PROBLEM TO SOLVE:
Lines in which "yellow" appears should be pulled from the data below.

SOURCE DATA:
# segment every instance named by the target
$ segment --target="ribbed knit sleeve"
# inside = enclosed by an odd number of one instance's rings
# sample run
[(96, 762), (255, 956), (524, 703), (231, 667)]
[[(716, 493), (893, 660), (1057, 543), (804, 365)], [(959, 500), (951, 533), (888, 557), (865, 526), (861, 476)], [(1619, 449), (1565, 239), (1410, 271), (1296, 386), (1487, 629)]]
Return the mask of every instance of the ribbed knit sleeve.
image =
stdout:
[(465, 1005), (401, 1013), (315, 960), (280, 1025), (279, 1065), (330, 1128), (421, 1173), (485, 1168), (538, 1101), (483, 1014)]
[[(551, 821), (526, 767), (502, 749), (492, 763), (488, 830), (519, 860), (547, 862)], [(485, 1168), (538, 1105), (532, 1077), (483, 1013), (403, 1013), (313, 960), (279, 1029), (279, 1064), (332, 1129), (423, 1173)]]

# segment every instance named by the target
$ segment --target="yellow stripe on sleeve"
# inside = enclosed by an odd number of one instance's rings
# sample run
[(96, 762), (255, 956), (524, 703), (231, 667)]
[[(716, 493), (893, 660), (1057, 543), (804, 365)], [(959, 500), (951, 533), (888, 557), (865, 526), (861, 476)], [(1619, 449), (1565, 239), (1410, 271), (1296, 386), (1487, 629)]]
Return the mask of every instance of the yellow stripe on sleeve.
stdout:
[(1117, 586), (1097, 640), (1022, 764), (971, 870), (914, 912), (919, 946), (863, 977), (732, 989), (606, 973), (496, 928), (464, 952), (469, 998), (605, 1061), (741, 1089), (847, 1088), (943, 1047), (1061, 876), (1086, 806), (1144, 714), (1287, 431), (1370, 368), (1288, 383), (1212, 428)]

RESULT FOR THIS EXERCISE:
$ segment --target="yellow stripe on sleeve"
Return the mask of every instance of the yellow stripe on sleeve.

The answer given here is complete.